## TASK BRIEF
Whenever a line of the entries below holds the string "stripe", copy that line and return it.

Region pointing data

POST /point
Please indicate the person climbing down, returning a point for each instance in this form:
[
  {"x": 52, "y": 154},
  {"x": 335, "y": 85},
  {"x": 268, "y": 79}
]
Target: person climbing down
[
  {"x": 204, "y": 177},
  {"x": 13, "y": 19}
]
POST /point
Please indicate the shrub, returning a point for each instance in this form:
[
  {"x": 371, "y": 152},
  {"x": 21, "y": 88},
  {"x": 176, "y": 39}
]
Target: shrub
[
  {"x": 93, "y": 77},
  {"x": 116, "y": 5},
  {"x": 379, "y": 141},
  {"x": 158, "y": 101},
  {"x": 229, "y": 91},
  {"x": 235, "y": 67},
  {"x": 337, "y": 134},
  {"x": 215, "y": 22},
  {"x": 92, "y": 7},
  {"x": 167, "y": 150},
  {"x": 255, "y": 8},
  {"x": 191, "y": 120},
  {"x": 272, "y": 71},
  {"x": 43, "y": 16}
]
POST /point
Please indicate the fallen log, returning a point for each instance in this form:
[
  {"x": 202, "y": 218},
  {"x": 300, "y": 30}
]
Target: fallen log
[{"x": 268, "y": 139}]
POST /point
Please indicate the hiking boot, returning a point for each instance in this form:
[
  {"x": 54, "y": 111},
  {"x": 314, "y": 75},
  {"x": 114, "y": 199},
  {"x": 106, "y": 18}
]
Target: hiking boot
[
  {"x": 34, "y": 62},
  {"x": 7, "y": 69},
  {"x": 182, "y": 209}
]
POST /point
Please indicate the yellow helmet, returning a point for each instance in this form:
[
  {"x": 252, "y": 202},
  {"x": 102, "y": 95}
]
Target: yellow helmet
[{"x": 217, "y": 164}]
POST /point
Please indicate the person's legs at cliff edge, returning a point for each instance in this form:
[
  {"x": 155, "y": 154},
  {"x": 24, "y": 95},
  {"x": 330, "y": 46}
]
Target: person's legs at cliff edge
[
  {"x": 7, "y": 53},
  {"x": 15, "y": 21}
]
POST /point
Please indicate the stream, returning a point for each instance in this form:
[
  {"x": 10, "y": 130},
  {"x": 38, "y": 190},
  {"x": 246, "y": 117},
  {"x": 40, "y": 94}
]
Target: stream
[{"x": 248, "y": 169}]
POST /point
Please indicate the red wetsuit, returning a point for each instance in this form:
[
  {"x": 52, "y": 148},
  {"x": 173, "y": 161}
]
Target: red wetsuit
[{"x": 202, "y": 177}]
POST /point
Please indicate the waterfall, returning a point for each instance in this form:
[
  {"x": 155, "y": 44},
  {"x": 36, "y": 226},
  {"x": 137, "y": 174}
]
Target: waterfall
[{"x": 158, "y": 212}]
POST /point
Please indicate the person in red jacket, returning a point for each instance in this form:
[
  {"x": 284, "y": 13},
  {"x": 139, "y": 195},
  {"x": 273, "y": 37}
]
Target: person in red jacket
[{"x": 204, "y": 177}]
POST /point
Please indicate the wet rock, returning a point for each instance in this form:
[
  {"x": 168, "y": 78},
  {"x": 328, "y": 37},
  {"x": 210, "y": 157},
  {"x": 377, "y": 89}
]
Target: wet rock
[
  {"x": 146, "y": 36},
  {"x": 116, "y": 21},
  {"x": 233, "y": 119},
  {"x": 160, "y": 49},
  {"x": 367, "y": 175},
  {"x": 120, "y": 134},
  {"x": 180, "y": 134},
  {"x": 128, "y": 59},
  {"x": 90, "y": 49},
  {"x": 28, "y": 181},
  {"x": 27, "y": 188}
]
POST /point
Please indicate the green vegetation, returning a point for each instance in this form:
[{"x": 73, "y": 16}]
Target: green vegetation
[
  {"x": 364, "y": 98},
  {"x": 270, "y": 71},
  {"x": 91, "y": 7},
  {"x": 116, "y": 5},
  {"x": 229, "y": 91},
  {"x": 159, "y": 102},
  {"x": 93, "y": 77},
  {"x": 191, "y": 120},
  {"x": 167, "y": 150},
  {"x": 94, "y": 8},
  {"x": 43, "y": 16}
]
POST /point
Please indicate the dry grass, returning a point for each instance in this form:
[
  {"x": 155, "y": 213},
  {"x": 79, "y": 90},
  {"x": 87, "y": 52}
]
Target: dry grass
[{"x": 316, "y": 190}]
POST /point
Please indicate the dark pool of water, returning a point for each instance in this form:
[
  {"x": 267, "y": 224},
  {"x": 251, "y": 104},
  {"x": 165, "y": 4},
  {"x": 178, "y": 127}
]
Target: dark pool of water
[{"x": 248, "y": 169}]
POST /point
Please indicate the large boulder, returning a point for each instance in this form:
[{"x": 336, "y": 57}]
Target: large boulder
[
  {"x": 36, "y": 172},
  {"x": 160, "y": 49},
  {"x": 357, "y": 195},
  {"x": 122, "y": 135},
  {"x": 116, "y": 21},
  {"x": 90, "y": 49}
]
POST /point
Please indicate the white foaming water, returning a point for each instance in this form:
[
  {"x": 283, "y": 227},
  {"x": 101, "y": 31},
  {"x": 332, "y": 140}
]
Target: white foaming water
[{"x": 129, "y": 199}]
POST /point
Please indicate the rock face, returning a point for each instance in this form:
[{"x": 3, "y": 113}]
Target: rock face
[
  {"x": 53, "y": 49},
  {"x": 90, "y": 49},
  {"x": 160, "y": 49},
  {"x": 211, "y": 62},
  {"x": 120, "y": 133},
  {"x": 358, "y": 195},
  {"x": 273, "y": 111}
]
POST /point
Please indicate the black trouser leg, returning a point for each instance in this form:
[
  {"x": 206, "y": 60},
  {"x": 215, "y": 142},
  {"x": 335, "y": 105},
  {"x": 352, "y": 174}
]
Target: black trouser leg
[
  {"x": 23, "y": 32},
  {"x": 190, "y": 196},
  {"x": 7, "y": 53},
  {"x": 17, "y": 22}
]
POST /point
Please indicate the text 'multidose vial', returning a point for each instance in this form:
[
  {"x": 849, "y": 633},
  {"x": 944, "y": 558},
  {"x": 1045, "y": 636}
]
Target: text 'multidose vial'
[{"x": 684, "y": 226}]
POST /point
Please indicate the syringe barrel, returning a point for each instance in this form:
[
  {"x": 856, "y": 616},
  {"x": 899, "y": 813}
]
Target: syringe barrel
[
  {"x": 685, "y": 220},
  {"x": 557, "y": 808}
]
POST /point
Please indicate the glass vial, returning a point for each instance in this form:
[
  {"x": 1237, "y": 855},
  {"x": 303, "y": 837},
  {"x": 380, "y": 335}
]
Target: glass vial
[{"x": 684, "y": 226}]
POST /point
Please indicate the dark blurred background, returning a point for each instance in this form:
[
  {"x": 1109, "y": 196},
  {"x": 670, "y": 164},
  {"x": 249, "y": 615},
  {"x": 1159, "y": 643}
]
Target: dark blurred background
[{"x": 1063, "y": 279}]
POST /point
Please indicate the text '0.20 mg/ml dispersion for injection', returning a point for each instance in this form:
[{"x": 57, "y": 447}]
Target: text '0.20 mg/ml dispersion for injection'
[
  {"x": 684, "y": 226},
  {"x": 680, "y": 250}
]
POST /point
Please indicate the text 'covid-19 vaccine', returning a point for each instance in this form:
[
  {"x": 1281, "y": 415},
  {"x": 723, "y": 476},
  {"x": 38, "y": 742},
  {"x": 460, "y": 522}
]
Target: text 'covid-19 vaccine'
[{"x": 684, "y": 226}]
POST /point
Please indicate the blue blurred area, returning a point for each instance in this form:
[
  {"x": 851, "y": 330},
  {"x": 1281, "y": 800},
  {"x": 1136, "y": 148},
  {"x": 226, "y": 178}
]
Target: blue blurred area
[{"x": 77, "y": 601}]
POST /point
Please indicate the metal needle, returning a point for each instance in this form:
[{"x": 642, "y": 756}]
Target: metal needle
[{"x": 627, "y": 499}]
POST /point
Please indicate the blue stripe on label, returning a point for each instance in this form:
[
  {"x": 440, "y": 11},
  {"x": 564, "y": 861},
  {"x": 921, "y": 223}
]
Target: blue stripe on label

## WRITTEN REPLY
Please indicate the blue stripe on label, returning a point for each instance in this form:
Target: blue stripe on label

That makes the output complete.